* **TEXT SEGMENT**:
February 22, 2004

Vann to share all for hospital’s
Women’s Health Symposium

By Amanda Buck, Bulletin Accent Editor

Liza Vann has shared the details of her life with strangers for nearly a decade, and in that time, the reaction she has received most often is disbelief.

Surely, audiences say after seeing Vann's autobiographical show, "The Top of the Bottom Half," she must have made that stuff up.

Wrong, Vann replies.

"I am one of 12 children," the New York-based actress said recently in a telephone interview. "I have no need to make up anything. I got a full supply of crazy to deal with and deal from.

"Every word I say is true."

Vann, born in Durham, N.C., co-wrote the one-woman show, which she will bring to Martinsville on March 6, in 1995. A rollicking look at life and how to live it, the play covers everything from breast cancer to drug abuse and back again.

And not a word of it is false, Vann said.

"It's all in the show," she said. "Everything I've learned in my life is there."

* **WHAT YOU NEED TO DO**:
a: Name every place that appears in the article about Liza Vann.
b: Please rewrite the Liza Vann article starting with "Wrong, Vann replies." and going on through "and deal from.", changing "telephone" to "phone".
c: Write what comes next in the article about Liza Vann's show.
You will not need any of the lines that come next.

(Natural-language object grounding data)
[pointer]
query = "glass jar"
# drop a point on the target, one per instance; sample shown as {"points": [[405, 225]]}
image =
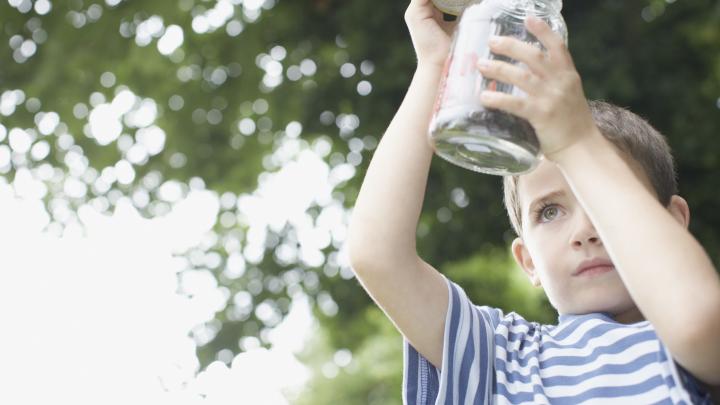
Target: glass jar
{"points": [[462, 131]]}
==
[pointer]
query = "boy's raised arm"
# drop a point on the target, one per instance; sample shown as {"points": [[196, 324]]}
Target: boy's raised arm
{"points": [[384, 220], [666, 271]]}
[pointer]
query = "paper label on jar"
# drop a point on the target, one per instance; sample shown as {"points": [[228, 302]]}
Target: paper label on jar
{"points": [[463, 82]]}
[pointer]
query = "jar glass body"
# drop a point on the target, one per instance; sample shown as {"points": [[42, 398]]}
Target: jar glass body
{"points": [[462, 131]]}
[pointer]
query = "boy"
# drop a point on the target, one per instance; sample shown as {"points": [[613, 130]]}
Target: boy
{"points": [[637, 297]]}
* * *
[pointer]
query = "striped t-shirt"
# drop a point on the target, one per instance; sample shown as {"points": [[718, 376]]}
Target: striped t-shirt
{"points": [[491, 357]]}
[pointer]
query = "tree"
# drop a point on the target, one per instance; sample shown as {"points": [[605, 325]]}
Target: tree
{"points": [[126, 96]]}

* **TASK ANSWERS**:
a: New York, Durham, N.C., and Martinsville.

b:
Wrong, Vann replies.

"I am one of 12 children," the New York-based actress said recently in a phone interview. "I have no need to make up anything. I got a full supply of crazy to deal with and deal from.

c:
The seventh of 12 children born over 20 years, Vann's birth order puts her at the top of the bottom half of her siblings — hence the play's title.

"We come in the top half and the bottom half, and I'm the top of the bottom half," she explained. With six sisters and five brothers, Vann has plenty of places to look for inspiration. The one-act show begins with Vann's family and chronicles many of her life's ups and downs, which include a brother's struggle with drug abuse and her own battle with breast cancer.

All those experiences are boiled down into 17 rules for living, Vann said.

"I get on stage, I give 17 rules, I start talking and I don't stop for 65 minutes," she explained with a laugh.

Nor should audiences expect Vann to tread lightly around sensitive subjects, be them health-related or otherwise.

"I'm a little controversial," she said. "...I'm very bossy. I'm just going to tell you how to live your life."

Audiences may take or leave Vann's advice, but all of it was learned by experience, she said. Her non-traditional approach to breast cancer yielded much of that wisdom.

Diagnosed in 1992, Vann took charge of her treatment from the beginning. She did it without realizing that her approach was unusual, she said.

"I didn't start out saying, 'Oh gosh, let me do this different from everybody else,' " she said. "I just did it the way I thought it should be done. I just kind of ran the show."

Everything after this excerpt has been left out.